Exercise goal :: Word for word, restate all of the data shown below.

(Point localization data)
━━━━━━━━

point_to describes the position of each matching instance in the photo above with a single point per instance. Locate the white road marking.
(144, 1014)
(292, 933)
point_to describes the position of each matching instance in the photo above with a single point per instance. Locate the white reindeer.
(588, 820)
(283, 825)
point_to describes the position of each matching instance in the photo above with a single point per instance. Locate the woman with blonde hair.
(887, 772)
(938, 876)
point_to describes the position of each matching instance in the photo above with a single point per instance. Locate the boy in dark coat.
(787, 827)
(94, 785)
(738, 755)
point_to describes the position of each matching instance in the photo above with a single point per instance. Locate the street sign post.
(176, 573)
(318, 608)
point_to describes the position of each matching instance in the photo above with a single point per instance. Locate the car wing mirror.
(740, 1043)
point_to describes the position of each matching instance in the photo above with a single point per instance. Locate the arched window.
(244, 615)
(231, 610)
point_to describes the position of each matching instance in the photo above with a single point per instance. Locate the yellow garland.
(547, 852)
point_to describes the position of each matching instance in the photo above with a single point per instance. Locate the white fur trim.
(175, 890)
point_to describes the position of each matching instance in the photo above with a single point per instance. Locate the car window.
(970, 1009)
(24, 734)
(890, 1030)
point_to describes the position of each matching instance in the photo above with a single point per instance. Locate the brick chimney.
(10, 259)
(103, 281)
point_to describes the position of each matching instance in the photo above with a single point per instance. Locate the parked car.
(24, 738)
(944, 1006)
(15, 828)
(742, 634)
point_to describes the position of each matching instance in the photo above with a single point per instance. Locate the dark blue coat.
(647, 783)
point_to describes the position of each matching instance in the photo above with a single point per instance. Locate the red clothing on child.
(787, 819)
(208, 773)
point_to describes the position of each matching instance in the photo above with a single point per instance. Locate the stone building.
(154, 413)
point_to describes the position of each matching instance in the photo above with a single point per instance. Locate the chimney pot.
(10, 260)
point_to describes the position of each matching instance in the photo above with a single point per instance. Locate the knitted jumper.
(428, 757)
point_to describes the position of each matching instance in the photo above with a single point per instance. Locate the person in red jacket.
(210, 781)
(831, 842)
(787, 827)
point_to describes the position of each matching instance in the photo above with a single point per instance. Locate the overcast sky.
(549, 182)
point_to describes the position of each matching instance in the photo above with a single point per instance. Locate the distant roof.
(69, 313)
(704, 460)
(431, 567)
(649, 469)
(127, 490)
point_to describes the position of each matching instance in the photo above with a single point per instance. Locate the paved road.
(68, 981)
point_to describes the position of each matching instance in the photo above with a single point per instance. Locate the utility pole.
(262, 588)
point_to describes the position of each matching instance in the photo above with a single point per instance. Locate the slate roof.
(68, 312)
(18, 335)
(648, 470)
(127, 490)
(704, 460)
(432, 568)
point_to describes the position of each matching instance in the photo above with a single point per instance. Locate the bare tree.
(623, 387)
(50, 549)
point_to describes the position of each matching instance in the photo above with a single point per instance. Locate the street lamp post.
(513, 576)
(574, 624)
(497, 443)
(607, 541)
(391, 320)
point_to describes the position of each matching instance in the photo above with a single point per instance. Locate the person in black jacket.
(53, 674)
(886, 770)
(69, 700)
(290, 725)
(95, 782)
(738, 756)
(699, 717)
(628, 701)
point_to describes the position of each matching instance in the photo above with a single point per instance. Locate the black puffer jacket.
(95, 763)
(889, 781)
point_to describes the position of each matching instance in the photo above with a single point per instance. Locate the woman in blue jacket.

━━━━━━━━

Exercise response ::
point_to describes the position of each matching instance in the photo above with a single point per instance. Locate the white road marking.
(144, 1014)
(292, 933)
point_to describes the position of each matching instance in the photo above with a single point per instance. Locate the white reindeer.
(588, 820)
(283, 825)
point_to describes the position of each matching instance in the photo above with a single point per instance. Locate the woman with blonde hair.
(887, 772)
(938, 876)
point_to describes the position of each matching instance in the photo above with a single point per instance. Locate the boy in dark coat.
(787, 827)
(94, 785)
(738, 755)
point_to describes the position of each matching instance in the photo above with a single point per instance. Locate the street sign post.
(176, 573)
(318, 608)
point_to describes the position of each matching instance in the photo above with a single point per instance. Locate the car wing mirror.
(740, 1043)
point_to describes the position of each matching instance in the photo above with a single point per instance. Locate the arched window.
(244, 615)
(231, 610)
point_to describes the position of each matching instance in the photo above with a single point per instance. Locate the yellow garland.
(547, 852)
point_to describes the position of each matching instance in the photo above with a single point per instance. Locate the white fur trim.
(175, 890)
point_to describes the position of each matching instance in the photo above with a single point per instance. Locate the car window.
(970, 1009)
(24, 734)
(890, 1030)
point_to describes the position of each matching instance in the photo above with a single point per instance. Locate the brick chimney.
(10, 259)
(103, 281)
point_to describes the position of each matching instance in the photo above with a single point per instance. Locate the parked car.
(24, 738)
(944, 1006)
(15, 828)
(742, 634)
point_to describes the position of each matching instance in the photo above with a single point per instance. Locate the dark blue coat.
(647, 783)
point_to describes the position of each matching instance in the photo above with a single point per instance. Locate the red clothing on child.
(787, 819)
(208, 773)
point_to describes the position of each matching instance in the photo above with a single point per instance. Locate the stone building.
(154, 413)
point_to describes the position of each matching instance in the photo above with a single point per instance. Locate the chimney pot.
(10, 260)
point_to describes the position of each matching instance in the photo above with a single point per instance. Locate the knitted jumper.
(428, 757)
point_to describes the position of each matching instance in the photo above with a single point per instance. Locate the person in red jacket.
(210, 781)
(831, 842)
(787, 827)
point_to describes the position of each matching instance in the photo above with a single point per instance. Locate the overcast sky.
(549, 182)
point_to describes the position of each matching instance in the photo above with a single point per instance. Locate the distant roof.
(69, 313)
(704, 460)
(431, 567)
(649, 469)
(127, 490)
point_to describes the position of each matching instance in the photo above with a single point per instance. Locate the paved road.
(68, 981)
point_to describes the position of each matching instance in the photo above with a single point per instance. Locate the utility pole.
(262, 588)
point_to describes the position of each matching instance in the photo above with a single point per instance. Locate the slate roof.
(68, 312)
(18, 335)
(648, 470)
(127, 490)
(704, 460)
(432, 568)
point_to describes the position of each matching instance in the photo above with a single point per instance. Locate the bare tree.
(623, 387)
(50, 549)
point_to describes the position of each matching instance in the photo above with a single point per instance. Locate the street lamp post.
(513, 576)
(574, 624)
(497, 443)
(607, 541)
(391, 320)
point_to describes the position of each matching instance in the photo above with a single point per instance. Locate the person in black jacket.
(53, 674)
(886, 770)
(69, 700)
(290, 725)
(95, 782)
(738, 756)
(699, 717)
(628, 701)
point_to describes the position of each matching instance in the photo above with a single point per instance. Locate the black puffer jacket.
(95, 763)
(889, 781)
point_to describes the position of each matching instance in the photo above with a single point per instance. Locate the woman in blue jacket.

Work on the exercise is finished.